What is required
Find every line in the entries below that contains the word "cloud" and copy each of those lines.

Supplied data
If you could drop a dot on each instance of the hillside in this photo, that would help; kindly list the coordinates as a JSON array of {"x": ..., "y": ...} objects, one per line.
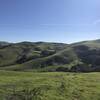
[
  {"x": 43, "y": 56},
  {"x": 49, "y": 86}
]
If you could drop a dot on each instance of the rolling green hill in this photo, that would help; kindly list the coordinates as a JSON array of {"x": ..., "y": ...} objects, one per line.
[{"x": 43, "y": 56}]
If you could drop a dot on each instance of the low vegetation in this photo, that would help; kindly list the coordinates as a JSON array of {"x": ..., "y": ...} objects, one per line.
[{"x": 49, "y": 86}]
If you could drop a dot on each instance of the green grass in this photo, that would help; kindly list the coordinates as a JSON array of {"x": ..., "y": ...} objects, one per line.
[{"x": 49, "y": 86}]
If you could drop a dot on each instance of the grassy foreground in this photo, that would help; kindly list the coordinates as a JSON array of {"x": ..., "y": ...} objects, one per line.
[{"x": 49, "y": 86}]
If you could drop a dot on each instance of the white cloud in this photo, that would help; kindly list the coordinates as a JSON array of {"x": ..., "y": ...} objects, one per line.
[{"x": 96, "y": 22}]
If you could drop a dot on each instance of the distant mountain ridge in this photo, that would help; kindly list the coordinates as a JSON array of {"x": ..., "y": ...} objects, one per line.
[{"x": 44, "y": 56}]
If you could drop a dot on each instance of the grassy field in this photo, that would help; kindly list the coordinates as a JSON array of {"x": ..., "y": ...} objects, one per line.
[{"x": 49, "y": 86}]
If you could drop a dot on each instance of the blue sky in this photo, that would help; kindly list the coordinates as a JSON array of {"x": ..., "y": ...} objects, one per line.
[{"x": 49, "y": 20}]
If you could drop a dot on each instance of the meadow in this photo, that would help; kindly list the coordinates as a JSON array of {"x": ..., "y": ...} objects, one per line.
[{"x": 49, "y": 86}]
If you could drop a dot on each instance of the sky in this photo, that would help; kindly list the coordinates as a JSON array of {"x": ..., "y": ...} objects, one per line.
[{"x": 65, "y": 21}]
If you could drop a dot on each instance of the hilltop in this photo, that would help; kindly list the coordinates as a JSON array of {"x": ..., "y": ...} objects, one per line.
[{"x": 43, "y": 56}]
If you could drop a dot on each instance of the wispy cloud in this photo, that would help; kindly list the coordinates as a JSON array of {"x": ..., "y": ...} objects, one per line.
[{"x": 96, "y": 22}]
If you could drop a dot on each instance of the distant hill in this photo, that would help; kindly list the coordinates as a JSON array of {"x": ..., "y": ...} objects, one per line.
[{"x": 43, "y": 56}]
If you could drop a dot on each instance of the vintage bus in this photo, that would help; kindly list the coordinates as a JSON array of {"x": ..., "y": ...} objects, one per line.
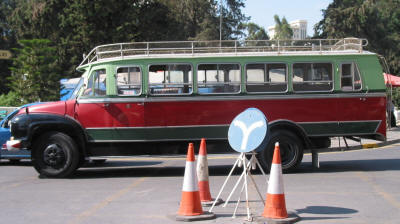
[{"x": 154, "y": 97}]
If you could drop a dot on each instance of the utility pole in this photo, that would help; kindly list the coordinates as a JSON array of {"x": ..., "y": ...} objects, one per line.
[{"x": 220, "y": 23}]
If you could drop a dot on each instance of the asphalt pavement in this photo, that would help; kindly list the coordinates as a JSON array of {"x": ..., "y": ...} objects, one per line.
[{"x": 360, "y": 186}]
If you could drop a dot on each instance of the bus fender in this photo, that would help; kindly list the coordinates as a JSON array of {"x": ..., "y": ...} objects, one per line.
[{"x": 29, "y": 127}]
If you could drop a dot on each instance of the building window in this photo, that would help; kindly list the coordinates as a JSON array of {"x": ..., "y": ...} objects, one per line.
[
  {"x": 350, "y": 77},
  {"x": 129, "y": 81},
  {"x": 314, "y": 77},
  {"x": 264, "y": 77},
  {"x": 170, "y": 79},
  {"x": 218, "y": 78}
]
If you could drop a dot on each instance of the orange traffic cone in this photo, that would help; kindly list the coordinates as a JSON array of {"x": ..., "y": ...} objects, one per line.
[
  {"x": 190, "y": 208},
  {"x": 275, "y": 205},
  {"x": 202, "y": 174}
]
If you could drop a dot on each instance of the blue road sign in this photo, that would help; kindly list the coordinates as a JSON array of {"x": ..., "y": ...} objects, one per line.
[{"x": 248, "y": 130}]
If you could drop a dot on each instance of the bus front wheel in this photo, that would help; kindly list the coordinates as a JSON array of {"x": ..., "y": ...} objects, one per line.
[
  {"x": 291, "y": 149},
  {"x": 55, "y": 155}
]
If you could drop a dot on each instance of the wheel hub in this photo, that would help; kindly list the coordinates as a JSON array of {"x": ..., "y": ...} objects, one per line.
[{"x": 54, "y": 155}]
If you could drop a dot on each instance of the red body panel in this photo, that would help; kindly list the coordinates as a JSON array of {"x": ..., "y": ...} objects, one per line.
[
  {"x": 221, "y": 112},
  {"x": 58, "y": 107}
]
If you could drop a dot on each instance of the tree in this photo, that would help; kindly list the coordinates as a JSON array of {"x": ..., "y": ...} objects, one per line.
[
  {"x": 7, "y": 41},
  {"x": 377, "y": 21},
  {"x": 34, "y": 73},
  {"x": 255, "y": 32},
  {"x": 282, "y": 29}
]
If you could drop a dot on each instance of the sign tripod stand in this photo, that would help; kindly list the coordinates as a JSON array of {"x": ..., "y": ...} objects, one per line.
[
  {"x": 241, "y": 161},
  {"x": 246, "y": 133}
]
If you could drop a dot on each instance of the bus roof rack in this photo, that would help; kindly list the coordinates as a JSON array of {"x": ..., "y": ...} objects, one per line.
[{"x": 194, "y": 48}]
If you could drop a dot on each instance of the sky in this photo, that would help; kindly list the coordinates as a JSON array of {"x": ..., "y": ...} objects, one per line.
[{"x": 262, "y": 11}]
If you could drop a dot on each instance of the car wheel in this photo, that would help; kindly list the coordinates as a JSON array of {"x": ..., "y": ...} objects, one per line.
[
  {"x": 291, "y": 149},
  {"x": 55, "y": 155}
]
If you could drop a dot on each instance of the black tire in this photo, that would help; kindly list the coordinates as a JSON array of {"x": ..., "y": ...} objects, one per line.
[
  {"x": 291, "y": 149},
  {"x": 14, "y": 161},
  {"x": 55, "y": 155},
  {"x": 99, "y": 161}
]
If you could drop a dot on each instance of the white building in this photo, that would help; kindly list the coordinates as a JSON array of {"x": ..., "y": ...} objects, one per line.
[{"x": 299, "y": 28}]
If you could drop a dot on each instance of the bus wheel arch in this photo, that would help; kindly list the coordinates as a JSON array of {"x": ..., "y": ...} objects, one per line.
[{"x": 292, "y": 141}]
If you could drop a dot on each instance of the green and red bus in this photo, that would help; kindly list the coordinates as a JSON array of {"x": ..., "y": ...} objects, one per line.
[{"x": 154, "y": 97}]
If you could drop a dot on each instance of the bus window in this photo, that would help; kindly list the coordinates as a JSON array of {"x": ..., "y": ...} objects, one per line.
[
  {"x": 263, "y": 78},
  {"x": 97, "y": 84},
  {"x": 218, "y": 78},
  {"x": 129, "y": 81},
  {"x": 350, "y": 77},
  {"x": 312, "y": 77},
  {"x": 170, "y": 79}
]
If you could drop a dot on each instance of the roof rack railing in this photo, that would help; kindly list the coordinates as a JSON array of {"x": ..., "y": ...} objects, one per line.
[{"x": 121, "y": 50}]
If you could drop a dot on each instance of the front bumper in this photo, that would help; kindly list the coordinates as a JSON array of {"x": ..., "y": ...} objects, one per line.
[{"x": 13, "y": 145}]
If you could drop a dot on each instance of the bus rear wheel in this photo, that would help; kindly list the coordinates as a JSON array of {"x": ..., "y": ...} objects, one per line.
[
  {"x": 291, "y": 149},
  {"x": 55, "y": 155}
]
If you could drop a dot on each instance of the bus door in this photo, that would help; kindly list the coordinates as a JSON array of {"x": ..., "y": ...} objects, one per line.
[
  {"x": 127, "y": 109},
  {"x": 91, "y": 109},
  {"x": 357, "y": 109}
]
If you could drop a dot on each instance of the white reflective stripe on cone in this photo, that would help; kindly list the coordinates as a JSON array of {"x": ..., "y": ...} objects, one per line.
[
  {"x": 190, "y": 179},
  {"x": 275, "y": 184},
  {"x": 202, "y": 168}
]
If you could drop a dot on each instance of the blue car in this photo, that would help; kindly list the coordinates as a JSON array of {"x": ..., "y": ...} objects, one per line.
[{"x": 5, "y": 135}]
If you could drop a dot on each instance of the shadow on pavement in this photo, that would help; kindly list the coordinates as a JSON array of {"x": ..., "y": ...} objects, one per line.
[
  {"x": 325, "y": 210},
  {"x": 109, "y": 170},
  {"x": 350, "y": 166},
  {"x": 135, "y": 168}
]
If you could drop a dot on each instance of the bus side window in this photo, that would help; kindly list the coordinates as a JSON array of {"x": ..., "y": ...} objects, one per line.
[
  {"x": 261, "y": 78},
  {"x": 129, "y": 81},
  {"x": 218, "y": 78},
  {"x": 170, "y": 79},
  {"x": 312, "y": 77},
  {"x": 350, "y": 77},
  {"x": 97, "y": 84}
]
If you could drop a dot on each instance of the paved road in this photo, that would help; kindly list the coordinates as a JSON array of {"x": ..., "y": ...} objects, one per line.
[{"x": 350, "y": 187}]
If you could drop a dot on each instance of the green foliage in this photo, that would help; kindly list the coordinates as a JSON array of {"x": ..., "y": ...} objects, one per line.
[
  {"x": 282, "y": 29},
  {"x": 377, "y": 21},
  {"x": 76, "y": 27},
  {"x": 10, "y": 99},
  {"x": 34, "y": 73},
  {"x": 255, "y": 32}
]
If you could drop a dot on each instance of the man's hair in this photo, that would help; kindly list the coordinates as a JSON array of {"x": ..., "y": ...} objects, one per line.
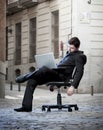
[{"x": 74, "y": 41}]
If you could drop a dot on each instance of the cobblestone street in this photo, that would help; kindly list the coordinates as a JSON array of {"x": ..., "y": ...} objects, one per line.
[{"x": 89, "y": 116}]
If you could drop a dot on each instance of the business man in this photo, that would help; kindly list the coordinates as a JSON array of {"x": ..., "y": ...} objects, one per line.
[{"x": 74, "y": 58}]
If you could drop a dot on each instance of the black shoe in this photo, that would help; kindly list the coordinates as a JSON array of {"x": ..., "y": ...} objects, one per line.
[
  {"x": 22, "y": 109},
  {"x": 22, "y": 78}
]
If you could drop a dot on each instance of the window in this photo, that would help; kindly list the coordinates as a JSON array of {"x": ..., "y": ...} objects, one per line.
[
  {"x": 55, "y": 33},
  {"x": 18, "y": 44},
  {"x": 32, "y": 40}
]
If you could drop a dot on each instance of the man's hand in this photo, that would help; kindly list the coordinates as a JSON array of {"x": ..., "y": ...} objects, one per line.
[{"x": 70, "y": 91}]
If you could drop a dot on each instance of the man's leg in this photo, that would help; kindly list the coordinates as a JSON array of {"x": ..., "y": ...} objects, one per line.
[
  {"x": 28, "y": 96},
  {"x": 42, "y": 76}
]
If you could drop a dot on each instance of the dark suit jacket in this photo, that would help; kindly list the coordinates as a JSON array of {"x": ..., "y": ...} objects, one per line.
[{"x": 73, "y": 60}]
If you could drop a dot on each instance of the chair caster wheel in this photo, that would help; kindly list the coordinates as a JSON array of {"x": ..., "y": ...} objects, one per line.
[
  {"x": 43, "y": 108},
  {"x": 76, "y": 108},
  {"x": 69, "y": 109}
]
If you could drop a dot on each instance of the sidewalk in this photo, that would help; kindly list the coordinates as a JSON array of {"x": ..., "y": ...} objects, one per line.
[{"x": 89, "y": 116}]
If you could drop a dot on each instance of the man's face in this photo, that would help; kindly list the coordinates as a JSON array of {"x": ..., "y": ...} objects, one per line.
[{"x": 72, "y": 48}]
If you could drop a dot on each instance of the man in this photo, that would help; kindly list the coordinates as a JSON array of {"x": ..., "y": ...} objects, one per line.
[{"x": 73, "y": 59}]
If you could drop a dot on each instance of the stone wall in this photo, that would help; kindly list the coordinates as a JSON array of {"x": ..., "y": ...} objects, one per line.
[{"x": 2, "y": 47}]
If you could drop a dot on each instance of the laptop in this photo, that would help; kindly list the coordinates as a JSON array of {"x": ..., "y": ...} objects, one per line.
[{"x": 46, "y": 59}]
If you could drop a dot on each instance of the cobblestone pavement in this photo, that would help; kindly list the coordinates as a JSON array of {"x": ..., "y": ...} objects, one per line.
[{"x": 89, "y": 116}]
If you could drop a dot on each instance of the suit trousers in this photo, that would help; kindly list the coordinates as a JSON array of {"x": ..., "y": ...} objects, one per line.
[{"x": 42, "y": 76}]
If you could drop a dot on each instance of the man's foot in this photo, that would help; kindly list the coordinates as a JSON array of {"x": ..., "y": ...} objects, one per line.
[{"x": 22, "y": 109}]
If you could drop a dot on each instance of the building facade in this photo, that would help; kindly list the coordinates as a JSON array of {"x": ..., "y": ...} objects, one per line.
[{"x": 40, "y": 26}]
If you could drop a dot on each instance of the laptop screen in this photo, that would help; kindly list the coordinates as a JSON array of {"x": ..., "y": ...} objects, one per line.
[{"x": 45, "y": 60}]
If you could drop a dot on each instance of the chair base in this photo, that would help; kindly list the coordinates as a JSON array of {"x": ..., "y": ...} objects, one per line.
[{"x": 60, "y": 107}]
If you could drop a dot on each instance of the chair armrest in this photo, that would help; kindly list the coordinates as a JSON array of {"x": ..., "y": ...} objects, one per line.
[{"x": 58, "y": 84}]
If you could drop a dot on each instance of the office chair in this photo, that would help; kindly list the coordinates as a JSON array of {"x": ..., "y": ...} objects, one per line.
[{"x": 59, "y": 105}]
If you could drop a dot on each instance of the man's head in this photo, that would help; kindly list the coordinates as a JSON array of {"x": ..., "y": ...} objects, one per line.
[{"x": 74, "y": 44}]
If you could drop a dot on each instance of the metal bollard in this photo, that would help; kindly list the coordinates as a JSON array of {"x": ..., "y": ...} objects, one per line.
[
  {"x": 11, "y": 85},
  {"x": 19, "y": 87},
  {"x": 92, "y": 90}
]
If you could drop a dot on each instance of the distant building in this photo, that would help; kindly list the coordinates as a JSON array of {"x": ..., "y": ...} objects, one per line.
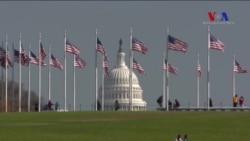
[{"x": 116, "y": 88}]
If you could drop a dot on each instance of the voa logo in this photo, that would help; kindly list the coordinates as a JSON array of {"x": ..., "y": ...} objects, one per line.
[
  {"x": 218, "y": 18},
  {"x": 214, "y": 16}
]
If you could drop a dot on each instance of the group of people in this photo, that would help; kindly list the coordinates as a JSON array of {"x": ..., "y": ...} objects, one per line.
[
  {"x": 178, "y": 138},
  {"x": 49, "y": 106},
  {"x": 237, "y": 101},
  {"x": 171, "y": 106}
]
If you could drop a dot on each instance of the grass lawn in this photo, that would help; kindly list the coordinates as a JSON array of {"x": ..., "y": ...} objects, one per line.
[{"x": 124, "y": 126}]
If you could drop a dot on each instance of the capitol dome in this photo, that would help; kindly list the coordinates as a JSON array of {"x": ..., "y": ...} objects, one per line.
[{"x": 117, "y": 88}]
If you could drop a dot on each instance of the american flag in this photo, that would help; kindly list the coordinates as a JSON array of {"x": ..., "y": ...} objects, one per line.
[
  {"x": 138, "y": 67},
  {"x": 79, "y": 63},
  {"x": 2, "y": 53},
  {"x": 139, "y": 46},
  {"x": 238, "y": 69},
  {"x": 105, "y": 66},
  {"x": 54, "y": 62},
  {"x": 3, "y": 58},
  {"x": 176, "y": 44},
  {"x": 72, "y": 48},
  {"x": 199, "y": 70},
  {"x": 33, "y": 59},
  {"x": 216, "y": 44},
  {"x": 42, "y": 52},
  {"x": 16, "y": 56},
  {"x": 171, "y": 69},
  {"x": 24, "y": 57},
  {"x": 99, "y": 47}
]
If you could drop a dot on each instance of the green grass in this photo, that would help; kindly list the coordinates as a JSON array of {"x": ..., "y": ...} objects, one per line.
[{"x": 124, "y": 126}]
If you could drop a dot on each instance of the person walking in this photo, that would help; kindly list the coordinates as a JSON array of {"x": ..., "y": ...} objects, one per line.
[
  {"x": 185, "y": 138},
  {"x": 235, "y": 100},
  {"x": 241, "y": 101},
  {"x": 178, "y": 138}
]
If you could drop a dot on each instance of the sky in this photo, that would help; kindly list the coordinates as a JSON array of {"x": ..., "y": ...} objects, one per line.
[{"x": 149, "y": 21}]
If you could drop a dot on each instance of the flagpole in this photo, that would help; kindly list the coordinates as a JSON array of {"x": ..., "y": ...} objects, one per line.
[
  {"x": 130, "y": 73},
  {"x": 29, "y": 83},
  {"x": 208, "y": 68},
  {"x": 96, "y": 73},
  {"x": 198, "y": 83},
  {"x": 2, "y": 104},
  {"x": 167, "y": 97},
  {"x": 39, "y": 89},
  {"x": 13, "y": 97},
  {"x": 20, "y": 73},
  {"x": 103, "y": 83},
  {"x": 164, "y": 80},
  {"x": 49, "y": 67},
  {"x": 6, "y": 74},
  {"x": 233, "y": 75},
  {"x": 74, "y": 92},
  {"x": 65, "y": 82}
]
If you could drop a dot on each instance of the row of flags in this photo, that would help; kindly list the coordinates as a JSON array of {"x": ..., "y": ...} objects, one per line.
[
  {"x": 33, "y": 59},
  {"x": 173, "y": 44}
]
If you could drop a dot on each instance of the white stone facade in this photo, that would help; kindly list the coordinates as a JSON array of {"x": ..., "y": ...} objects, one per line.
[{"x": 116, "y": 87}]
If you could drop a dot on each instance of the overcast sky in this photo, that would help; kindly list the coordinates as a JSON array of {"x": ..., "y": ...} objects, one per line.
[{"x": 149, "y": 21}]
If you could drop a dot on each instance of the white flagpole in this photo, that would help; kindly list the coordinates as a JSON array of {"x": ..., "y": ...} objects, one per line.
[
  {"x": 130, "y": 73},
  {"x": 208, "y": 68},
  {"x": 6, "y": 75},
  {"x": 103, "y": 83},
  {"x": 96, "y": 74},
  {"x": 74, "y": 92},
  {"x": 167, "y": 97},
  {"x": 164, "y": 81},
  {"x": 49, "y": 67},
  {"x": 65, "y": 82},
  {"x": 233, "y": 75},
  {"x": 40, "y": 63},
  {"x": 198, "y": 82},
  {"x": 2, "y": 85},
  {"x": 20, "y": 74},
  {"x": 13, "y": 96},
  {"x": 29, "y": 83}
]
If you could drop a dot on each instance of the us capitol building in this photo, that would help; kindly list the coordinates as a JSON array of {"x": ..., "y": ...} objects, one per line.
[{"x": 116, "y": 88}]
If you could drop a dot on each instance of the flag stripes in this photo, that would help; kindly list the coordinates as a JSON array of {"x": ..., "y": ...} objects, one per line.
[
  {"x": 138, "y": 46},
  {"x": 216, "y": 44},
  {"x": 238, "y": 69},
  {"x": 199, "y": 70},
  {"x": 105, "y": 66},
  {"x": 176, "y": 44},
  {"x": 71, "y": 48},
  {"x": 79, "y": 63},
  {"x": 55, "y": 62},
  {"x": 138, "y": 67},
  {"x": 171, "y": 69}
]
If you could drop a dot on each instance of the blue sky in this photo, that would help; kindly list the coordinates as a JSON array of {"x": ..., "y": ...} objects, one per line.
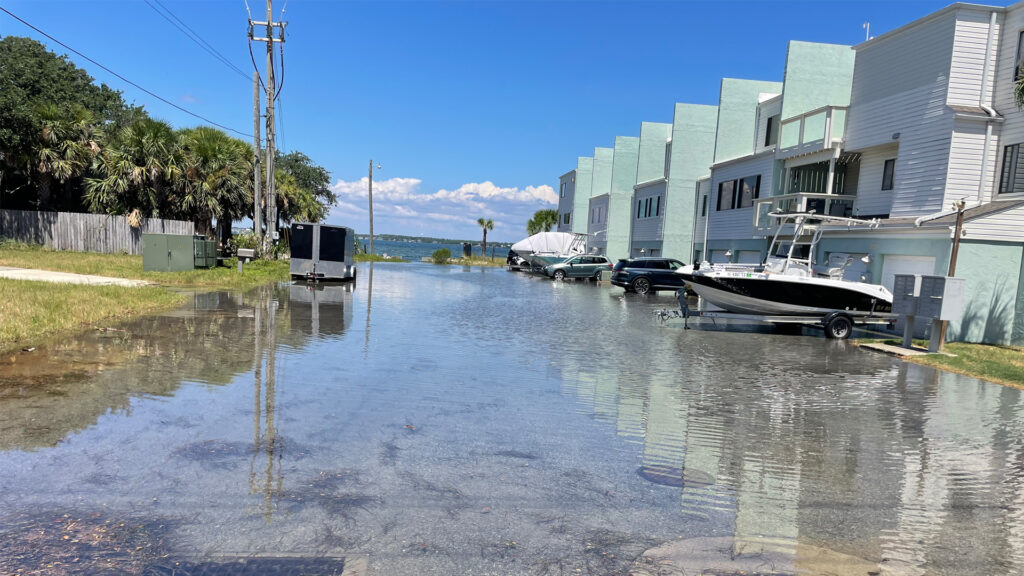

Correct response
If you could drop a dot on each instance of the white cloud in this photo, that would help; kindly list the coordinates as a JSON array of {"x": ..., "y": ...} objects, one per line.
If you could drop a dot on each instance of the wispy cloud in this photo, that would help; kindly list the coordinates as a JSON array of {"x": ..., "y": ...} objects, one per line.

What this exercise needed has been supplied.